• **PROMPT**
Output the lines of the material as a JSON list of strings, one string per line and no blank lines, starting at the line that contains "of the garage" and ending at the last line of the material, both included.

⁂

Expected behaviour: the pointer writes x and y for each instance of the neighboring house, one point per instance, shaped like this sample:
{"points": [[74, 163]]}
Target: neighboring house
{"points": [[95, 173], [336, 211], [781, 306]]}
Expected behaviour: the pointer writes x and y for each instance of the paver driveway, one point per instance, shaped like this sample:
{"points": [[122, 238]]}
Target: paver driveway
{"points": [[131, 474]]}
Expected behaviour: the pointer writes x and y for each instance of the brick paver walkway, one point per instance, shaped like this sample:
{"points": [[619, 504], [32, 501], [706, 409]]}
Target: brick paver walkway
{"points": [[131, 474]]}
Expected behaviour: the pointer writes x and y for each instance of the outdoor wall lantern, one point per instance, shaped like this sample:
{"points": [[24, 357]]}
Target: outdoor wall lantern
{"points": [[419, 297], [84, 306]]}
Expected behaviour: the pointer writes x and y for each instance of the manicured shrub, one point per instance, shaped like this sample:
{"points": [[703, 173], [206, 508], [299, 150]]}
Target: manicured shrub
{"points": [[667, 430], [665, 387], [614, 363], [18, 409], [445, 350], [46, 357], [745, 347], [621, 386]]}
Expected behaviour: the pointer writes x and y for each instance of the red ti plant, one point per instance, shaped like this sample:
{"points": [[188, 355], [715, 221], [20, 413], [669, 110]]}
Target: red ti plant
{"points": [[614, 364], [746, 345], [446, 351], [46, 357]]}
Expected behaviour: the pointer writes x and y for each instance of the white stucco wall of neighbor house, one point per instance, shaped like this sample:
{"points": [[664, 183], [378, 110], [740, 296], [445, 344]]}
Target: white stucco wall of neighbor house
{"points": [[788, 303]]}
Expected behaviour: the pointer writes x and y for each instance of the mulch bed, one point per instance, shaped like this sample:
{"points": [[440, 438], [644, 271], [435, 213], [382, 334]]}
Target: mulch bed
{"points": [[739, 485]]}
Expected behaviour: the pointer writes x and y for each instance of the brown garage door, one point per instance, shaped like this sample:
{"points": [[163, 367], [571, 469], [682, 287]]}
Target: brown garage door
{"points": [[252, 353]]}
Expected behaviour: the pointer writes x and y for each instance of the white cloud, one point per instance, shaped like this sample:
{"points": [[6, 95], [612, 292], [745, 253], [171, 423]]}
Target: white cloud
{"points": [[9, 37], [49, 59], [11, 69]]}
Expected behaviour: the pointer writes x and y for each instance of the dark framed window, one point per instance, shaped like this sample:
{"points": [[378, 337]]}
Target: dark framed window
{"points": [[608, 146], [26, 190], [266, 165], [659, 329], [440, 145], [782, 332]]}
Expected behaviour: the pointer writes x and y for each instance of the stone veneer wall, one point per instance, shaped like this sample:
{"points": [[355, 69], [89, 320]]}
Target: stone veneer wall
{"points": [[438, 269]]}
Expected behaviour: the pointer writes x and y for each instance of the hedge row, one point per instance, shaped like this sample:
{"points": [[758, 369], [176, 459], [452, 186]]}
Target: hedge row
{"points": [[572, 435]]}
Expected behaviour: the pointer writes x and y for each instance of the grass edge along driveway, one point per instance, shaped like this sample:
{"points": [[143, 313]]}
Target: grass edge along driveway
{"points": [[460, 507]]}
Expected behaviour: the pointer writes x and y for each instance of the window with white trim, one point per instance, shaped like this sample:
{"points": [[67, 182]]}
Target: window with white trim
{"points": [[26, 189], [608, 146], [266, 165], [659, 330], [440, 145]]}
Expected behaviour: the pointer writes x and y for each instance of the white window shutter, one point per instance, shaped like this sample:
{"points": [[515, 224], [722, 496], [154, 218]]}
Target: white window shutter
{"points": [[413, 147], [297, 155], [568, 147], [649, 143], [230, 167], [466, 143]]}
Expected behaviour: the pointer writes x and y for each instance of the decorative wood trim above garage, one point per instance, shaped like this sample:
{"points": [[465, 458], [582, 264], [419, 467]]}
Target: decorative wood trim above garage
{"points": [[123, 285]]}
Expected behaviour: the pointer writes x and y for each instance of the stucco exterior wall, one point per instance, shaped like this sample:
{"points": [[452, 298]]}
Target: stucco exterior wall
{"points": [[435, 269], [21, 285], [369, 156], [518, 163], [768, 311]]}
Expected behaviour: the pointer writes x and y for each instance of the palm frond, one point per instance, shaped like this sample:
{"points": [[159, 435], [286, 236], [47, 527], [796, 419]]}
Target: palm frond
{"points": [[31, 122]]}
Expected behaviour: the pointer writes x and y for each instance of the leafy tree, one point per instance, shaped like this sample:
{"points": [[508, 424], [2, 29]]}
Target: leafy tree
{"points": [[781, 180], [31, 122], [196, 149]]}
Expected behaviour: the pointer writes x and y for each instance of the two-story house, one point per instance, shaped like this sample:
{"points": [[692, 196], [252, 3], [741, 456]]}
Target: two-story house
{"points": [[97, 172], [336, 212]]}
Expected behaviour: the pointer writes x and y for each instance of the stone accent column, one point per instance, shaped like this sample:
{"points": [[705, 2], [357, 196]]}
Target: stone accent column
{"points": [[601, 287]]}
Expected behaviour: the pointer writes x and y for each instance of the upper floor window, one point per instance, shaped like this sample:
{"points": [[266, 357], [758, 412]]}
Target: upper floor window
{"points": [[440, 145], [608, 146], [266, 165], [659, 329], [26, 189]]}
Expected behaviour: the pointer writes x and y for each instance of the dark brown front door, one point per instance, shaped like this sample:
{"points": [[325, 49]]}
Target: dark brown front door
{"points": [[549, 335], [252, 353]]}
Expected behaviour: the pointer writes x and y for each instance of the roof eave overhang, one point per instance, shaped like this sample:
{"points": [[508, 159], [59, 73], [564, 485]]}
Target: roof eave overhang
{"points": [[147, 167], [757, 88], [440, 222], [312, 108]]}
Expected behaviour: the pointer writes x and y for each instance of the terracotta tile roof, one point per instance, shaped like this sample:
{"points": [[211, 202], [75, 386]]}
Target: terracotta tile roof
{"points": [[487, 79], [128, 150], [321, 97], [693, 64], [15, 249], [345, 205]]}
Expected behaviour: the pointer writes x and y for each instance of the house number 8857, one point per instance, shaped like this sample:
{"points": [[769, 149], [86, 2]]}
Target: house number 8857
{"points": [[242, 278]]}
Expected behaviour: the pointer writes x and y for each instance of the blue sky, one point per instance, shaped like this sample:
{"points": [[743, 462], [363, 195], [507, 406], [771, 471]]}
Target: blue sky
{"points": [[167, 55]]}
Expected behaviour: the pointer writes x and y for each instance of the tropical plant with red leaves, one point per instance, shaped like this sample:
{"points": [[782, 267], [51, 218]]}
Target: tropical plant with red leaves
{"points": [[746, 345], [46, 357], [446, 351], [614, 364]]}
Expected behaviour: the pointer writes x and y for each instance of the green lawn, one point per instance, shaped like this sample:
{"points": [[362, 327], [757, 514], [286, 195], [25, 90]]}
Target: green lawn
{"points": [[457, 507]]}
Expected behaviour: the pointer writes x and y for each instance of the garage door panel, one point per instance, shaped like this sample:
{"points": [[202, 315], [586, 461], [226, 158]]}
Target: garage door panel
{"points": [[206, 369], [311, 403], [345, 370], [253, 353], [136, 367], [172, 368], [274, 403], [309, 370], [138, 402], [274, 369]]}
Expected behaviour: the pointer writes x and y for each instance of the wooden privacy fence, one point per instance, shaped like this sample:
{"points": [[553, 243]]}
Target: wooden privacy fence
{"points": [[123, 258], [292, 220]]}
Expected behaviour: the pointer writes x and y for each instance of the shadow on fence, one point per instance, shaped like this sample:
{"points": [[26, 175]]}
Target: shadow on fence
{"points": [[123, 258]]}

⁂

• **FULL SOLUTION**
[
  "Expected behaviour: the pointer writes x and y for each instance of the garage door panel, one point per instance, shaped like this sample:",
  "{\"points\": [[202, 315], [586, 461], [226, 158]]}",
  "Target: garage door panel",
  "{\"points\": [[206, 369], [311, 403], [345, 370], [253, 353], [136, 367], [172, 368], [274, 403], [309, 370], [138, 402], [274, 369]]}",
  "Expected behaviour: the pointer writes x and y for each instance of the wooden privacy fence, one point per instance, shaped like this sample:",
  "{\"points\": [[553, 243]]}",
  "Target: wooden privacy fence",
  "{\"points\": [[123, 258], [292, 220]]}",
  "Expected behaviour: the pointer writes x and y for each instance of the shadow on fence, one point per instance, shaped like this sample:",
  "{\"points\": [[26, 175]]}",
  "Target: shadow on fence",
  "{\"points\": [[123, 258]]}"
]